WORK REQUEST 1.
In the retirement and doctor-visit excerpt, how long after reaching the calculated dollar amount did the writer quit the job?
WORK REQUEST 2.
List every post-retirement tip heading given in the retirement and doctor-visit excerpt.
WORK REQUEST 3.
Continue the story of the retirement tips and the toenail diagnosis, starting after its last sentence.

DOCUMENT EXCERPT.
%%
Post-retirement tips: The good doctor didn’t ask for further clarification, but I’ll provide some.
Don’t always listen to the experts: They say your retirement income should be 70% to 80% of what you earned while working. Now, of course, this can vary greatly from person to person. Given my lifestyle, it was more like 20%. I would guess for most folks the percentage is also substantially lower than what the experts say.
Careful planning: Having some decent skills with Microsoft Excel will help with this. Using a reasonable expectation of investment and other earnings, a very detailed estimate of my costs factoring in inflation, and running multiple scenarios, I calculated the dollar amount I needed to walk away. I quit my job four months after hitting that number.
Living below your means: It all starts here; I could write a book about just this. From social media to the lending industry, the world is conspiring against you in this regard. Breaking the spending cycle of overspending (on the small stuff as well as the big-ticket items) is the key to building wealth.
A healthy amount of good luck. Self-explanatory.
***
So, with the pleasantries out of the way, he provided the test results. I don’t recall the exact diagnosis, except that it was some sort of yeast infection embedded in my toenail. Though it would take a long time to completely heal, the treatment plan was straight-forward.
“I’m going to prescribe fluconazole,” he said, staring at me as if that meant something. Then he continued. “It’s commonly prescribed to treat vaginal yeast infections.” Another piercing stare. Was there a twinkle of enjoyment in those eyes? No, it couldn’t be. He’s a professional, right?
%%
PROVIDED RECORDS.
%%
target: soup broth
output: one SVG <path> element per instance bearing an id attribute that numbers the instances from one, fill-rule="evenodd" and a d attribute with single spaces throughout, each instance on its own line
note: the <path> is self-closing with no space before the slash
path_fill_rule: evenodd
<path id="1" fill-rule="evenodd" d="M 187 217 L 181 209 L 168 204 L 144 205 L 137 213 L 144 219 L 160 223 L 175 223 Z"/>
%%
WRITTEN ANSWER 1.
Four months after hitting that number.

WRITTEN ANSWER 2.
- Don't always listen to the experts
- Careful planning
- Living below your means
- A healthy amount of good luck

WRITTEN ANSWER 3.
“Ok,” I said slowly. I don’t know what he was expecting me to say. “Well, if that’s what the remedy is then…” And I shrugged.
***
Numbly, I stumbled down the street, looking down at the prescription with my name on it. I wondered if there was an alternative treatment. Should have thought of that five minutes ago, I lamented. He was about my age and said he was still a long way from retiring. So, maybe prescribing fluconazole was bitter pay back for being up to his elbows in hammertoes and bunions all day? We'll never know.
I went directly to the CVS to get the order filled, taking my place at the end of a long line. You’re supposed to stand behind a white line to provide some level of privacy for the customer in front of you, but I could hear everything they were saying in front of me. Every…single…word!
The anxiety was building. Finally, it was my turn. There were five people deep behind me. I felt like I was performing on stage, attempting Tornado of Souls, with two broken strings, and, of course, naked. I sheepishly handed the prescription to the pharmacist. Conversation in this circumstance should be completely unnecessary. At least that’s what I told myself.
She looked at the piece of paper, then looked at me, before looking back at it.
“Is this for fluconazole?” she asked.
Why, did she have to say that out loud? My whole body shuttered. “Yes, it is.”
She looked me up and down. That’s right. She looked at me from head to toe.
“It’s for my toe,” I announced for the whole line to hear, as if they all knew what fluconazole was typically used for and actually gave a shit.
Crazy thoughts spun in my head. Did my doctor, my trusted medical professional, call ahead to set this up? Did he and the pharmacist discuss my retirement, and then hatch a plan to make me look like an ass in front of a group of complete strangers?
She stared back at me for a long, hard moment, not saying a word. Finally, she disappeared to fill the order. As I walked out holding my small bag of pills, the others waiting in line were scrolling their phones, appearing disinterested. I'll never know for sure, but I'm betting at least a couple of them were looking up my medication.
So, at the end of this very long day, I resolved a few things:
1. Perhaps I should be vague about the whole early retirement thing.
2. I need to look Purpose straight in the eyes.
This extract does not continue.